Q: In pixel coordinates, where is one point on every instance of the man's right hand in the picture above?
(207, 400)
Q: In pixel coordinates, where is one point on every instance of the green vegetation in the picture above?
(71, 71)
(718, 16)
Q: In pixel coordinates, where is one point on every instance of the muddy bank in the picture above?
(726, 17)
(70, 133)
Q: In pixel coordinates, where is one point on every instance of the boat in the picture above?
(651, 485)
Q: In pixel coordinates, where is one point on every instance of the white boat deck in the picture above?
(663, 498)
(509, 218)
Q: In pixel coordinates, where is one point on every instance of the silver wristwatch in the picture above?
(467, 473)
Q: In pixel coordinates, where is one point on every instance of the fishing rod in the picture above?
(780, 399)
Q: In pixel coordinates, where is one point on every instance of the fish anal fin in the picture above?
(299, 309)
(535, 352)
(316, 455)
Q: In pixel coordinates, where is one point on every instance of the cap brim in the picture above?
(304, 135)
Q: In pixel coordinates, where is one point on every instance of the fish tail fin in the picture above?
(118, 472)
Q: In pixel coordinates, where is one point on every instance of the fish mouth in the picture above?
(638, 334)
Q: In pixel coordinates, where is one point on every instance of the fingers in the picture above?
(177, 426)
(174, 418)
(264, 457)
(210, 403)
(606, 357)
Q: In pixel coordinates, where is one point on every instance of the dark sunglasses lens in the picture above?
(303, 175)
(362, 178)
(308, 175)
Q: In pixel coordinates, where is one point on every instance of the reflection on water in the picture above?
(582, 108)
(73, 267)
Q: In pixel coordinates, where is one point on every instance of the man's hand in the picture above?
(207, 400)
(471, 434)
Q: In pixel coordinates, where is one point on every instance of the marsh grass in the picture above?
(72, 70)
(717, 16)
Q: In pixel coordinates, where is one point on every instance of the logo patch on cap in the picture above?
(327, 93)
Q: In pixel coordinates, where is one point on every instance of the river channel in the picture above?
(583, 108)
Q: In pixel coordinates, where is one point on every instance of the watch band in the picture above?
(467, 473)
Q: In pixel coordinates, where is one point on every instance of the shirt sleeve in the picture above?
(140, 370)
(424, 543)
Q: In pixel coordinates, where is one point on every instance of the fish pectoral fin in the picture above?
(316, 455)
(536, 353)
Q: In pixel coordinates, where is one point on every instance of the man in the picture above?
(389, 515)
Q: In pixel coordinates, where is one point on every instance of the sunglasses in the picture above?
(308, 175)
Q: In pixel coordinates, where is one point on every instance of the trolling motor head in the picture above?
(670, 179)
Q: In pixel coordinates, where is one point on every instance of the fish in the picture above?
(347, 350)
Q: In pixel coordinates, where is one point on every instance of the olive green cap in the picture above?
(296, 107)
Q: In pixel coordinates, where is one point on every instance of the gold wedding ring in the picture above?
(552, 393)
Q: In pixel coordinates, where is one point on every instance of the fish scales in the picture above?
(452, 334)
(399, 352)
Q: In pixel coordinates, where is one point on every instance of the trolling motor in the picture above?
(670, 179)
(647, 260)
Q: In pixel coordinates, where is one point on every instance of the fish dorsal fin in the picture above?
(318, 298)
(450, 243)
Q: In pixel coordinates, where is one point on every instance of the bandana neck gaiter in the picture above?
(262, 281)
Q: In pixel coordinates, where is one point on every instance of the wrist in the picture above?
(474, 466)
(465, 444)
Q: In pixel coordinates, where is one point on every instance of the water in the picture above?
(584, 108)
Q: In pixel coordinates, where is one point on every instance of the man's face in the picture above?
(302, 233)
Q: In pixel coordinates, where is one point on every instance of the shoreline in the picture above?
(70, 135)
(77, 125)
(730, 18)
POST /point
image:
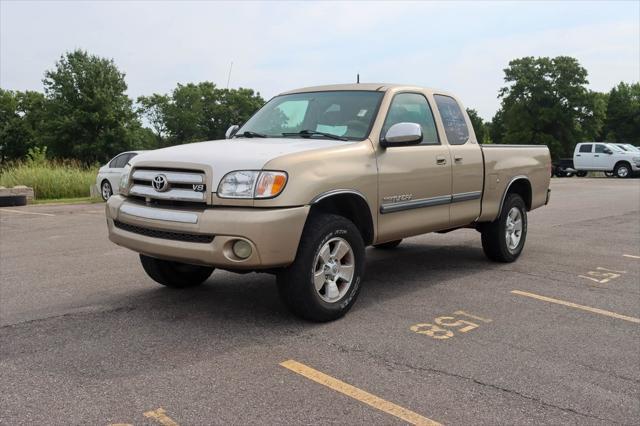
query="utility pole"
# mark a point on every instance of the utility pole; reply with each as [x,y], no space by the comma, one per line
[229,77]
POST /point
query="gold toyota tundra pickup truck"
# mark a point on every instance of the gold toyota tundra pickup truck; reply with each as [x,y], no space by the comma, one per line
[314,177]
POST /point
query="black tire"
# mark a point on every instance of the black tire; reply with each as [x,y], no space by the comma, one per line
[105,190]
[175,274]
[295,282]
[13,200]
[622,170]
[388,245]
[494,239]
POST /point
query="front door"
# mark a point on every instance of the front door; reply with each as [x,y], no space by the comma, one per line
[414,182]
[601,160]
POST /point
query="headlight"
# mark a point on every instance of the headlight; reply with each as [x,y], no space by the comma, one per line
[124,181]
[252,184]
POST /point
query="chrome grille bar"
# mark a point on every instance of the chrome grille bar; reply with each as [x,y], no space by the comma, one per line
[172,177]
[175,194]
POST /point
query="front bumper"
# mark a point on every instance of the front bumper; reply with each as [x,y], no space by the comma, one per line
[273,234]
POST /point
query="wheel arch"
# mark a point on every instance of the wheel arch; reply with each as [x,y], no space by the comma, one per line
[519,185]
[619,162]
[348,203]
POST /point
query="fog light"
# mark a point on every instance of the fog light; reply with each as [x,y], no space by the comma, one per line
[242,249]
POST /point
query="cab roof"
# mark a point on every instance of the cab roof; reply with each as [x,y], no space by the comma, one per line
[377,87]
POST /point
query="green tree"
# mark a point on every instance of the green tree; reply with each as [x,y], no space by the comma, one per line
[89,115]
[22,116]
[622,122]
[479,126]
[154,108]
[197,112]
[546,102]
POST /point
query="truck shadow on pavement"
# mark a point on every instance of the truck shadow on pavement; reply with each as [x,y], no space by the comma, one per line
[164,327]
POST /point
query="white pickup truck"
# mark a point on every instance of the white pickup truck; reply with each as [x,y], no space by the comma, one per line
[605,157]
[315,176]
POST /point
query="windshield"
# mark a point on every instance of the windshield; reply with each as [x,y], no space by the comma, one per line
[346,115]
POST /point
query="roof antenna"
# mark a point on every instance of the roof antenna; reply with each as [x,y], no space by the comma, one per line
[229,77]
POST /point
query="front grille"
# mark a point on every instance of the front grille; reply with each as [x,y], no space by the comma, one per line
[181,186]
[167,235]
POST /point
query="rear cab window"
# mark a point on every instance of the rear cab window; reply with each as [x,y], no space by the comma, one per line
[455,126]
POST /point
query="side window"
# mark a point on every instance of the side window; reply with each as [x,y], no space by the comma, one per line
[412,108]
[120,161]
[453,120]
[289,115]
[116,160]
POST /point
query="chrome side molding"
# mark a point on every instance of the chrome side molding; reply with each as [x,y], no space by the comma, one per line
[430,202]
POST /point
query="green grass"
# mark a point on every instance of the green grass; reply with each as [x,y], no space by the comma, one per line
[51,179]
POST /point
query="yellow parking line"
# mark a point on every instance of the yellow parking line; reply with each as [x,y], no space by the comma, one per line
[160,415]
[362,396]
[21,212]
[575,305]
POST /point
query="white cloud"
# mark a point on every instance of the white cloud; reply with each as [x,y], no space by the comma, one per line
[275,46]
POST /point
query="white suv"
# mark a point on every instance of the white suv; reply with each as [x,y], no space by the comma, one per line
[605,157]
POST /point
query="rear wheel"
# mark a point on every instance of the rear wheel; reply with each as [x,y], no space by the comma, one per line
[503,239]
[175,274]
[324,280]
[388,245]
[622,170]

################

Your task:
Return every record exactly, leaving out the pictures.

Solution for this exercise:
Q: In pixel coordinates, where is one point on every instance of the man's right hand in the picture above?
(207, 400)
Q: In pixel coordinates, where is one point on every instance of the green vegetation in the picture above?
(71, 71)
(718, 16)
Q: In pixel coordinates, where is one point on every instance of the muddy bank in the picture above?
(726, 17)
(70, 133)
Q: In pixel coordinates, where is one point on every instance of the boat in the picture above?
(651, 485)
Q: In pixel coordinates, where is one point on every instance of the white boat deck in the picture above?
(663, 498)
(509, 218)
Q: In pixel coordinates, where is one point on every instance of the silver wristwatch in the picture above?
(467, 473)
Q: In pixel coordinates, where is one point on every instance of the fishing rod in the picture above?
(780, 399)
Q: In pixel coordinates, where is one point on every instance of the fish anal fin in the picture above?
(299, 309)
(535, 352)
(316, 455)
Q: In pixel coordinates, where is one point on every instance of the cap brim in the picture above?
(304, 135)
Q: In pixel coordinates, where is one point on every instance of the fish tail fin in the picture above?
(118, 472)
Q: In pixel coordinates, where is one point on every instance of the fish mouth in the picture above?
(638, 334)
Q: In pixel coordinates, where is one point on every instance of the fingers in the picture above?
(177, 426)
(174, 418)
(264, 457)
(210, 403)
(606, 357)
Q: In pixel coordinates, where is one point on every instance of the dark sunglasses lens in the picture above?
(303, 175)
(362, 178)
(308, 175)
Q: In pixel coordinates, where is one point on every instance of the reflection on water in the picture above?
(582, 108)
(73, 267)
Q: In pixel coordinates, where is one point on every instance of the man's hand in the picture above?
(207, 400)
(471, 434)
Q: In pixel coordinates, where is one point on every instance of the marsh grass in the picture above?
(72, 70)
(717, 16)
Q: In pixel coordinates, where is one point on every instance of the logo patch on cap in the picture above?
(327, 93)
Q: In pixel coordinates, where is one point on every instance of the river channel in the picture above?
(583, 108)
Q: In pixel coordinates, where is one point on every instance of the watch band in the picture above?
(467, 473)
Q: In pixel coordinates, where is one point on every instance of the shirt sleeve in the picture above?
(140, 370)
(424, 543)
Q: In pixel coordinates, where is one point on every instance of the fish pectoral fin in the picture above?
(316, 455)
(536, 353)
Q: In pixel coordinates, where is one point on every instance of the man in the picture above?
(389, 515)
Q: In pixel coordinates, where is one point on every instance of the sunglasses in the picture above?
(308, 175)
Q: In pixel coordinates, where is one point on every instance of the trolling motor head in the picture above?
(670, 179)
Q: In pixel coordinates, where is one point on every instance of the fish in the picture above?
(347, 350)
Q: In pixel coordinates, where is one point on every instance of the olive green cap in the picture above?
(296, 107)
Q: In pixel coordinates, where is one point on every instance of the gold wedding ring in the picture above?
(552, 393)
Q: In pixel coordinates, where is one point on every instance of the fish scales in the picture above?
(452, 334)
(399, 352)
Q: In pixel coordinates, where is one point on every instance of the trolling motor in the picture above?
(670, 179)
(647, 260)
Q: In pixel coordinates, where is one point on every instance of the fish dorsal fin in the picture above?
(318, 298)
(450, 243)
Q: In pixel coordinates, where is one point on every instance of the bandana neck gaiter in the picture above?
(262, 281)
Q: In pixel coordinates, where is one point on every instance of the wrist in the picture above?
(474, 466)
(465, 444)
Q: In pixel coordinates, where is one point on every instance of the water in the picture above?
(584, 108)
Q: In pixel coordinates, where is one point on every instance of the man's face in the picture above?
(302, 233)
Q: In pixel coordinates, where is one point on every instance of the shoreline in the picture above?
(70, 135)
(77, 125)
(730, 18)
POST /point
image:
query="utility pole"
# mark a point on every instance of the utility pole; reply with each as [x,y], no space by the comma, one per line
[229,77]
POST /point
query="gold toyota tundra pickup truck"
# mark a point on every instance of the gold toyota tundra pickup truck; reply with each as [x,y], no space by the comma, one per line
[314,177]
POST /point
query="black tire"
# mark a point on every instance of the black tire; reply with each as [x,y], no space by the comma, one per line
[105,190]
[175,274]
[295,282]
[13,200]
[622,170]
[388,245]
[494,239]
POST /point
query="front door"
# mark a point on every instance of the front door; reply with each as [x,y], no space by the comma, one per line
[414,182]
[601,160]
POST /point
query="headlight"
# mark a point on every instance of the headlight; reply with each as [x,y], no space by the comma, one per line
[124,181]
[252,184]
POST /point
query="chrome grille bar"
# mark a point on every instance of the chrome grille bar; reply with each as [x,y], no space by the comma, one per line
[172,177]
[175,194]
POST /point
query="front bumper"
# mark a point on every instance of the front bumper; reply with each as [x,y], no space by the comma, one per line
[273,234]
POST /point
query="wheel arch"
# mark a point on every instance of the wheel arch; reply with each as [x,y], no space by the comma, one per line
[519,185]
[619,162]
[348,203]
POST /point
query="fog light"
# mark a point on every instance of the fog light; reply with each as [x,y], no space by the comma, one per line
[242,249]
POST /point
query="cab roof"
# mark a point on every instance of the cab roof; reply with each as [x,y], no space by the comma, one per line
[377,87]
POST /point
query="green tree"
# mark a point on every instance of the green tree; reply with each as [x,y], no space by the comma, one per line
[89,115]
[22,116]
[622,122]
[479,126]
[154,108]
[197,112]
[546,102]
POST /point
query="truck shadow on pavement"
# mark a point on every instance of the truck shadow on pavement; reply with each as [x,y], no space by the comma, one per line
[164,327]
POST /point
query="white pickup truck"
# mark a point on every instance of the white pickup truck; reply with each as [x,y], no space by the comma, one per line
[605,157]
[315,176]
POST /point
query="windshield"
# mark a point on every instance of the windshield; reply with each as [x,y], no space by the comma, one per line
[346,115]
POST /point
query="roof antenna"
# mark a point on every instance of the roof antenna; reply with each as [x,y], no space by the comma, one per line
[229,77]
POST /point
query="front grille"
# mark a point on every instance of the front grille; reply with each as [x,y], no space by the comma, one per line
[181,186]
[167,235]
POST /point
query="rear cab window"
# mark a point on every instance of the rear cab window; reply with each as [x,y], no space by the comma, one per line
[455,126]
POST /point
query="side window"
# mark a point on every instance of the side window; reply with each as [x,y], no space by the comma, one per line
[412,108]
[120,161]
[453,120]
[289,115]
[116,160]
POST /point
query="chrome side molding"
# mark a point on every instance of the chrome side molding; reply with each as [x,y], no space by the comma, one per line
[430,202]
POST /point
query="green grass"
# mark a point on every instance of the green grass; reply with each as [x,y], no space by the comma, one per line
[51,179]
POST /point
query="yellow parking line"
# mark a point on every instance of the yellow parking line; reply with each as [x,y], no space by the comma, one per line
[160,415]
[362,396]
[21,212]
[575,305]
POST /point
query="white cloud"
# mark a point on every instance of the white cloud; reply with each as [x,y], no space by the comma, one per line
[275,46]
POST /point
query="white suv"
# mark a point on every instance of the white suv; reply with each as [x,y], no space by the comma, one per line
[605,157]
POST /point
query="rear wheel"
# mark a point on every instance of the rear wheel; reply with each as [x,y], no space by the comma, one per line
[503,239]
[175,274]
[324,280]
[388,245]
[622,170]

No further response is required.